Dataset content: Begin
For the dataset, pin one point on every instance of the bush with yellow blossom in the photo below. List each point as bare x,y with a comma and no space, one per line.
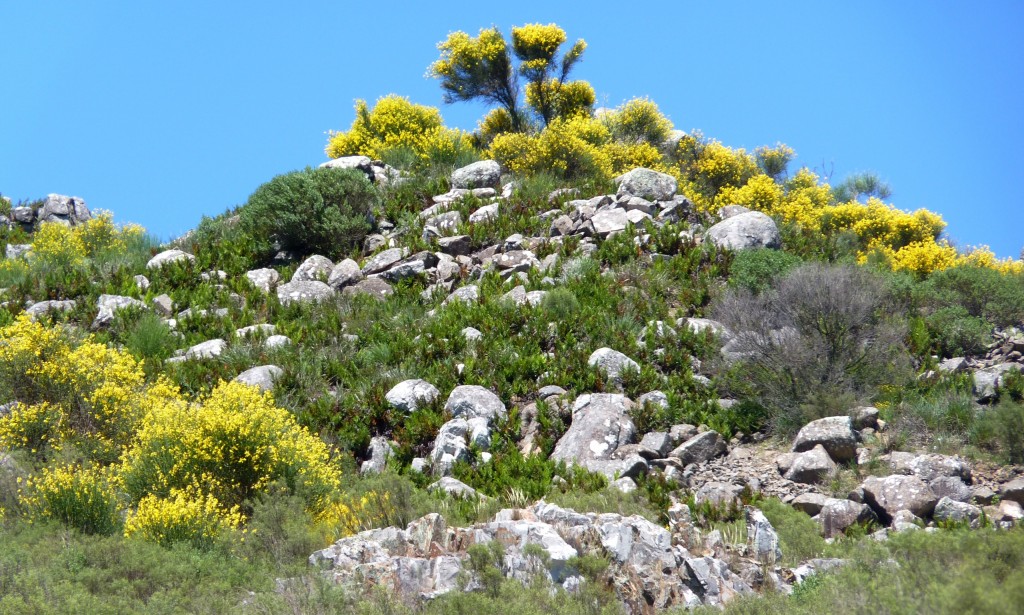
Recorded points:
395,124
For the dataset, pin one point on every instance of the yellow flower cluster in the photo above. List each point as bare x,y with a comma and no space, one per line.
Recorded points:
638,121
460,49
55,245
185,516
81,497
537,43
392,124
566,99
576,146
185,466
232,444
84,393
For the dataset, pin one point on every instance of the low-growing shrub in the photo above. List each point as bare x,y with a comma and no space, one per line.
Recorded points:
185,516
80,497
315,211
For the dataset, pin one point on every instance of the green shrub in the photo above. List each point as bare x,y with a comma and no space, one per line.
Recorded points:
315,211
824,335
983,293
757,270
1001,428
799,535
956,333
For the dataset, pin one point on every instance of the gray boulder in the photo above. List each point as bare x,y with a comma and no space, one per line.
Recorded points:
345,273
647,184
745,231
813,466
412,394
167,257
761,537
837,515
206,350
482,174
988,380
262,377
314,268
372,287
950,511
46,307
468,295
109,305
834,433
612,362
472,401
701,447
264,279
384,260
303,292
897,492
609,221
600,425
1014,490
380,450
810,502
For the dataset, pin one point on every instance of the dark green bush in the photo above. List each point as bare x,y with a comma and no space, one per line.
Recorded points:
983,293
1001,429
315,211
757,270
956,333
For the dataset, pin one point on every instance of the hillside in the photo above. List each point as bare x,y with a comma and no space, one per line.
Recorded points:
574,361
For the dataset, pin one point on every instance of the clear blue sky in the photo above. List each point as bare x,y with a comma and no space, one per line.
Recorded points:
165,112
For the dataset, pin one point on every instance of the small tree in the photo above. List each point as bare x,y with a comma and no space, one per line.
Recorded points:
481,69
823,336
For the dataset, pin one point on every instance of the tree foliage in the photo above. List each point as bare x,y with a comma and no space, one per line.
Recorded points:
481,68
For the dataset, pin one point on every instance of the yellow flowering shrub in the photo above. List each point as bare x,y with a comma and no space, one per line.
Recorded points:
232,444
638,121
83,392
184,516
78,496
773,161
395,123
560,99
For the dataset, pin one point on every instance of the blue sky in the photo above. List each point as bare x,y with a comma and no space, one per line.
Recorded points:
166,112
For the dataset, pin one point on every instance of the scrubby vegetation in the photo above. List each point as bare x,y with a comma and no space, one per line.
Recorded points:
135,478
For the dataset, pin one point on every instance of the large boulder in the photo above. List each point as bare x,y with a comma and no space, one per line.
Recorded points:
950,511
897,492
745,231
600,425
384,260
343,274
472,401
303,292
647,184
314,268
988,380
813,466
207,350
482,174
261,377
836,434
111,304
699,448
264,279
412,394
837,515
169,256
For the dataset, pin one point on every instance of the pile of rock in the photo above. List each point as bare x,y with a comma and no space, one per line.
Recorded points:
650,568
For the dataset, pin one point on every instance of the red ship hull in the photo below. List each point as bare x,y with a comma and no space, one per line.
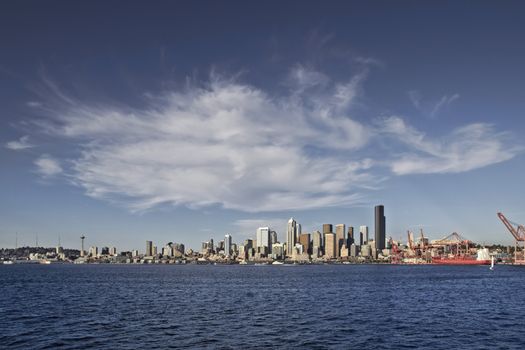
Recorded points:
459,261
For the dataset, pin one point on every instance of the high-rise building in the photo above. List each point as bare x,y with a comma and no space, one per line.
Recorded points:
317,242
248,243
227,245
291,236
93,251
350,236
363,235
149,248
329,246
277,251
327,228
263,238
273,237
380,229
339,237
304,239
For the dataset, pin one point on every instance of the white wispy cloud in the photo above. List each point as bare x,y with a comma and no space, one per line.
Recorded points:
48,166
225,143
442,103
465,148
20,144
431,110
234,145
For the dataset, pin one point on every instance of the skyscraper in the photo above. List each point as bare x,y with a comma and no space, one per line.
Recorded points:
327,228
227,245
350,236
339,238
263,238
273,237
304,239
330,246
363,235
149,248
380,229
291,236
317,243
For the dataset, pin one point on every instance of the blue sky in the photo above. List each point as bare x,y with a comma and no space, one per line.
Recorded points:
183,121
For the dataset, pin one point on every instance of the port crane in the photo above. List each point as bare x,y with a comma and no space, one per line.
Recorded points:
518,232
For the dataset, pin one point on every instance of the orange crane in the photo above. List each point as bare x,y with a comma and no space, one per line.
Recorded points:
518,232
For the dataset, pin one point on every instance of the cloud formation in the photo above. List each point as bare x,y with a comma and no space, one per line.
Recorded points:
234,145
48,166
20,144
465,148
431,110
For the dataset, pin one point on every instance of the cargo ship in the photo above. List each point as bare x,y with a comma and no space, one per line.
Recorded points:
482,258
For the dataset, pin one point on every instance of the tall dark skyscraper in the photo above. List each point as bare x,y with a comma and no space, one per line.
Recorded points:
380,229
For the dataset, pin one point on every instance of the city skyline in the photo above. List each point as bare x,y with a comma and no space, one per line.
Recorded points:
183,125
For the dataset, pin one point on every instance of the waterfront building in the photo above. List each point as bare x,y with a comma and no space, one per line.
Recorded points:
242,252
304,240
277,251
317,242
273,237
248,243
227,245
327,228
330,246
380,229
363,235
167,251
291,236
263,238
344,251
366,250
178,248
149,248
350,236
339,238
93,251
354,250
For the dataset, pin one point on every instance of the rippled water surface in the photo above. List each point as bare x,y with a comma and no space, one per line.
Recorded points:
238,307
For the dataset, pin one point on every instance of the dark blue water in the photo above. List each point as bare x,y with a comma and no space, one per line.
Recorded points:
238,307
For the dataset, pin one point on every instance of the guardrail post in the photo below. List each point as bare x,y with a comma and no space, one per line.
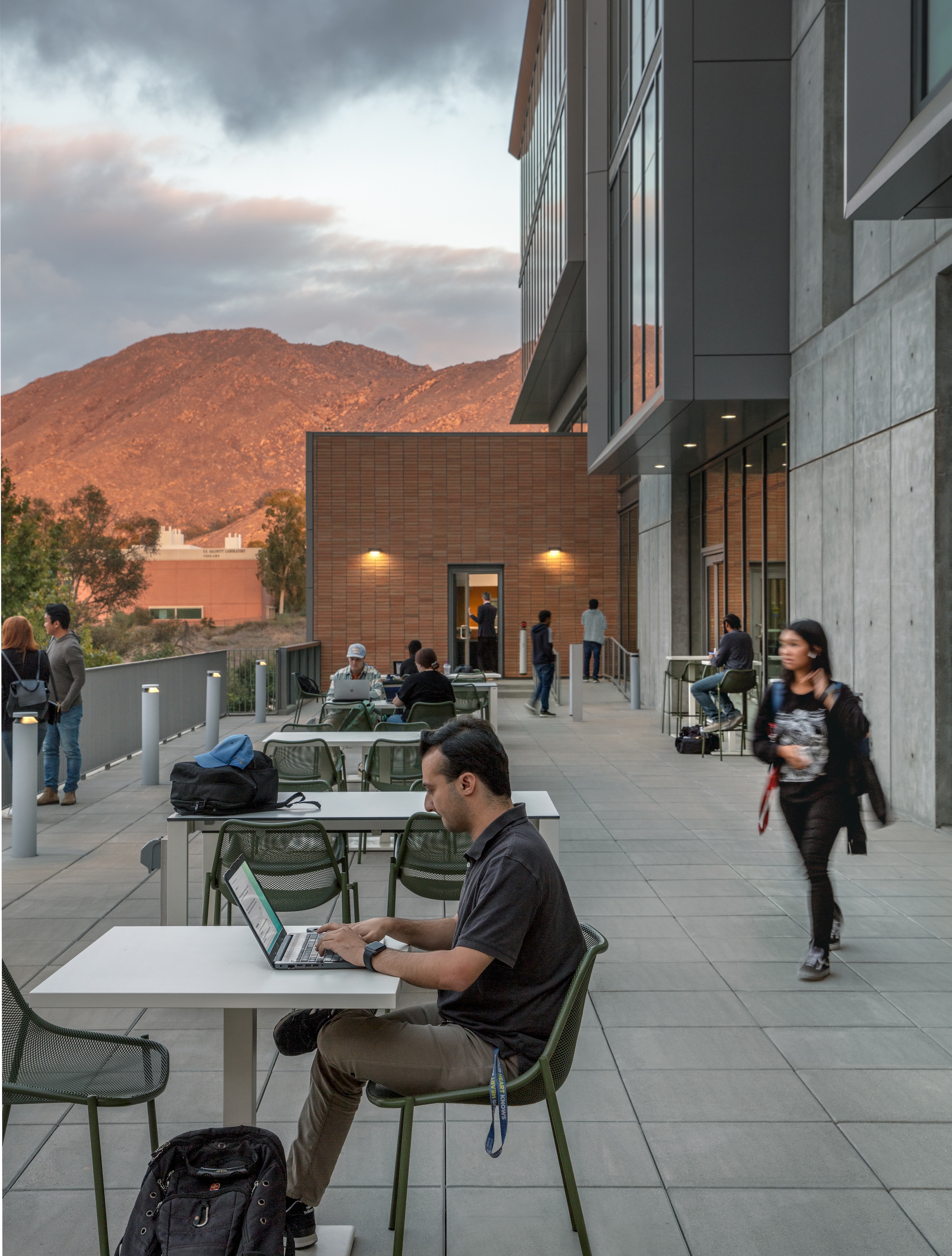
Dataset content: End
### Exercise description
Please give a word-for-word transcript of the lines from the one holding "of the cargo" through the final line of the entries, both ends kept, with no pictures.

### Problem solution
For the dataset, pin one point on every instance of the cargo ship in the photo above. List each point as bare x,y with a comma and no space, one per line.
Recorded points:
482,258
For the dataset, pin one point on every instance of the tall dark skyscraper in the photo above. List each point as bare x,y with a comma and no space, one per line.
Recorded points:
380,229
For the dataset, pin one point on every instance of the city skyline in the photo above. List each point as bare x,y with a comma and no space, one per line.
Recorded points:
183,125
For the dataset, pin one point on every instance of the waterfront building in the photo above. List each point as bare x,y with a comma and no space, one per line.
Recorded points:
242,252
304,240
277,251
317,242
273,237
248,243
227,245
327,228
330,246
380,229
363,235
167,251
291,236
263,238
344,251
366,250
178,248
149,248
350,236
339,238
93,251
354,250
For the dataset, pin one point on every instance of the rippled water surface in the photo above. List each point as bare x,y with a comma and no space, one per line.
Recorded points:
238,307
For the dataset, pin one point on every instance of the dark blue water in the photo above. List each point as bare x,y with a comma and no space, one per line.
Recorded points:
238,307
For the dataset, pin one point on every instance of the guardrail post in the photo below. List each point as bare x,y with a comma and no space, one per line.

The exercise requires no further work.